__PROMPT A__. In the article on states pausing their reopenings, what positivity rate did Arizona reach in June?
__PROMPT B__. Retype the article on states pausing their reopenings from "Arizona, Florida and" up to and including "Prevention, said Monday.".
__PROMPT C__. Which types of businesses did Arizona Gov. Doug Ducey shutter, according to the article on states pausing their reopenings? List all of them.

__SOURCE DOCUMENT__.
════
Governors in Arizona and New Jersey have joined the growing list of state officials beginning to roll back or pause their reopening plans as coronavirus cases continue to climb across the U.S.
More than 12 states have now stopped or curtailed their reopening plans as average new cases in the U.S. jumped 40% over the past week to about 39,750 per day on Monday, based on a seven-day moving average, according to a CNBC analysis of data compiled by Johns Hopkins University.
New cases rose Monday by 5% or more in 40 states across the U.S., based on a seven-day average, and declined by 5% or more in just three states: New Hampshire, New Jersey and Rhode Island, and in Washington, D.C.
Arizona, Florida and California are now seeing an average of more than 5,000 new cases a day.
The recent daily spikes in cases are outpacing the numbers seen in April when the coronavirus was thought to have peaked in the U.S. The virus is now spreading too rapidly and too broadly for the country to bring it under control, Dr. Anne Schuchat, principal deputy director of the Centers for Disease Control and Prevention, said Monday.
"We have way too much virus across the country for that right now, so it's very discouraging," she said in an interview with The Journal of the American Medical Association's Dr. Howard Bauchner.
On Monday, more states rolled back or paused their reopening plans as coronavirus cases continue to spread in states across the West and South.
Arizona Gov. Doug Ducey shuttered the state's bars, gyms, movie theaters and water parks after reopening most businesses in May. He said the state will try to restart the businesses in 30 days. The drop in cases reported on Monday was likely due to a reporting issue from the state's lab partners, Arizona's Department of Health tweeted.
The state has since reported a surge in its positivity rate, or the percentage of total tests that are positive, from a low of 4.9% in May to 20.1% in June, he said at a news briefing. Epidemiologists say this number can indicate how broadly the virus is spreading throughout a community.
"We can't be under any illusion that this virus is going to go away on its own. Our expectation is that next week out numbers will be worse. It will take several weeks for the mitigation that we have put in place and are putting in place to take effect," Ducey said.
California Gov. Gavin Newsom said Monday that the state will add additional counties to its "watch list," indicating that they may have to reinstate harsher measures to slow the spread of Covid-19. The state, which is allowing some counties to move faster into reopening than others, is asking a handful of counties to reconsider closing bars and reverse reopenings.
"My phone is filled with images of people taking photos of some of the bars over the weekend and saying, 'How could this help with community spread? It's only going to make things worse, not better,'" Newsom said at a news briefing Monday.
New Jersey Gov. Phil Murphy said Monday that the state's restaurants won't be allowed to resume indoor dining on Thursday as originally planned due to a growing number of coronavirus cases in other states. Murphy said there's currently no plan to reopen indoor dining under the new plan.
════
Collected data entries

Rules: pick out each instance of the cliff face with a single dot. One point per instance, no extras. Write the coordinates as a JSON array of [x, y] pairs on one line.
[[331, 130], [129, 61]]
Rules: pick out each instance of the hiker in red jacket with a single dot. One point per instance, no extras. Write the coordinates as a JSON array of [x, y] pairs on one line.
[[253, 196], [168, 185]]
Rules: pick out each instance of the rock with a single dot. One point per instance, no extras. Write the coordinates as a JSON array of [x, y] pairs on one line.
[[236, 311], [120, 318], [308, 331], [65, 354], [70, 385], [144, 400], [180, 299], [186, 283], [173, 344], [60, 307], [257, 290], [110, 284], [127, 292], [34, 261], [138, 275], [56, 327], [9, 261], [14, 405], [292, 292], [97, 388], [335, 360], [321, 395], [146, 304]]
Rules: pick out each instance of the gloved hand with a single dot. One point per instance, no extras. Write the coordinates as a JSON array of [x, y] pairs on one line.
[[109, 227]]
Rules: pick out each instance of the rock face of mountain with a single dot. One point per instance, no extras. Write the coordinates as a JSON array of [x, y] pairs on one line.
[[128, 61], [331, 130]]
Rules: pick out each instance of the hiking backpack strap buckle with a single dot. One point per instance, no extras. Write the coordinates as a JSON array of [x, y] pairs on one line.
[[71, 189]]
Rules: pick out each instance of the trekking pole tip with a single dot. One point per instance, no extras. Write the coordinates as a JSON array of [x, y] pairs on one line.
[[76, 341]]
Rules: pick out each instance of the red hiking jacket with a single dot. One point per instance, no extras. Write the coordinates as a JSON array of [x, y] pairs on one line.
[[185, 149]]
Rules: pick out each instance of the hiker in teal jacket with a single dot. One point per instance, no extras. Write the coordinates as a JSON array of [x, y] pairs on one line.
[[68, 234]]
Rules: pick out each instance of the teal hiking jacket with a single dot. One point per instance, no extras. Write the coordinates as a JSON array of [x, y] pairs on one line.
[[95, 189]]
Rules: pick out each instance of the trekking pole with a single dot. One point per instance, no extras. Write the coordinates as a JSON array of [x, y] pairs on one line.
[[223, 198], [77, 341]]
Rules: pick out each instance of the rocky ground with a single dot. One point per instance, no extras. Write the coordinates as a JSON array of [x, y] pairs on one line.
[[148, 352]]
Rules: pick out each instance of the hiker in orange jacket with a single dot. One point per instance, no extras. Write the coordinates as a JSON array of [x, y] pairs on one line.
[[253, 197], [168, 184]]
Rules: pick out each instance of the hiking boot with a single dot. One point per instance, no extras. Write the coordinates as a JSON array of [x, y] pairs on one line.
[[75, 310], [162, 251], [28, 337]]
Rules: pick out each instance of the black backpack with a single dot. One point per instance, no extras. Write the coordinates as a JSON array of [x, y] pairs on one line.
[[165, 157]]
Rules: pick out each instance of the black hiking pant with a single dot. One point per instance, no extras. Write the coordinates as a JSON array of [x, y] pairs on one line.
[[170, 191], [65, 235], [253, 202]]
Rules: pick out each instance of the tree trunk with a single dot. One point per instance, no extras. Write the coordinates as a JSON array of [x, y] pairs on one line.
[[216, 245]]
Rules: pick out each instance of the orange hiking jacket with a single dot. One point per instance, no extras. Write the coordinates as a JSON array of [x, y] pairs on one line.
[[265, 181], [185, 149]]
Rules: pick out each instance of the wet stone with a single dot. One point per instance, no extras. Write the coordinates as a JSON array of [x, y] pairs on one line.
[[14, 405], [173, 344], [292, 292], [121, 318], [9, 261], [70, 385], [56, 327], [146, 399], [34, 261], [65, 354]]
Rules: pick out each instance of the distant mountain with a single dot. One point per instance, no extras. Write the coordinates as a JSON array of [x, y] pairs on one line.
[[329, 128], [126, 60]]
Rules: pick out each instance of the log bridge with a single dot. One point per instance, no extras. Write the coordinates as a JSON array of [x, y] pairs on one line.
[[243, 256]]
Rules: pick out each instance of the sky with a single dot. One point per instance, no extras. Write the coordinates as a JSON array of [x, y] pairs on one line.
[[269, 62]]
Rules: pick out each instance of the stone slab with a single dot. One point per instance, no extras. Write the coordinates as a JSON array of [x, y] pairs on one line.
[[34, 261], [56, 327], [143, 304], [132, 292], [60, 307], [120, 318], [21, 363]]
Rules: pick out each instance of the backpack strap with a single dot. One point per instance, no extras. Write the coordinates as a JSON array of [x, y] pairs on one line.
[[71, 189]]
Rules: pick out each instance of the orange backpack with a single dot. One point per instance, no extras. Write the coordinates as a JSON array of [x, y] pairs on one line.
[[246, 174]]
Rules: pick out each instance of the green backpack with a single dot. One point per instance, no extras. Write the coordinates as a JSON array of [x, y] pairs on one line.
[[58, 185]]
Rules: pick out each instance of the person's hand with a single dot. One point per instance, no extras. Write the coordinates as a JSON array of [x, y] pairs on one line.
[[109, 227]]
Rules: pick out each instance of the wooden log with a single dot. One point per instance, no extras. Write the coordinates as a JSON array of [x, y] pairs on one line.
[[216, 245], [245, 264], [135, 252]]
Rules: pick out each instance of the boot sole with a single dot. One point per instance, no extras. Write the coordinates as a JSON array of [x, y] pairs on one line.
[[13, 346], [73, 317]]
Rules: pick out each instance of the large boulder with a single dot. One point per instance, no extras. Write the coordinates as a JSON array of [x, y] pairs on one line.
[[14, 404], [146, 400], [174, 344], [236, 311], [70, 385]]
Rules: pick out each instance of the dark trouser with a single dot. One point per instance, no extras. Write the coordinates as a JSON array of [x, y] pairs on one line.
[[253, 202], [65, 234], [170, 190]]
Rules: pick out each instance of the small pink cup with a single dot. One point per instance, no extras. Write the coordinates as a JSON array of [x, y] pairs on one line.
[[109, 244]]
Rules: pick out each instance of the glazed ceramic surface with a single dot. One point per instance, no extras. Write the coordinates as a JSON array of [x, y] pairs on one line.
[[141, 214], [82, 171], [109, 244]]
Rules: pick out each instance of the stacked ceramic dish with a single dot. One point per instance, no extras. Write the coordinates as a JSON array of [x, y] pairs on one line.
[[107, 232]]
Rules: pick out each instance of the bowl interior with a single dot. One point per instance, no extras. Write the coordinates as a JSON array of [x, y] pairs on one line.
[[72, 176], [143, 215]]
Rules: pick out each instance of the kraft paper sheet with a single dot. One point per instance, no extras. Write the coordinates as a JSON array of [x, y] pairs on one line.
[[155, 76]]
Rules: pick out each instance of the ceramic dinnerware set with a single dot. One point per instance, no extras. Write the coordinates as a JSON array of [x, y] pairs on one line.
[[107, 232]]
════
__EXERCISE RESPONSE A__. 20.1%

__EXERCISE RESPONSE B__.
Arizona, Florida and California are now seeing an average of more than 5,000 new cases a day.
The recent daily spikes in cases are outpacing the numbers seen in April when the coronavirus was thought to have peaked in the U.S. The virus is now spreading too rapidly and too broadly for the country to bring it under control, Dr. Anne Schuchat, principal deputy director of the Centers for Disease Control and Prevention, said Monday.

__EXERCISE RESPONSE C__. Bars, gyms, movie theaters and water parks.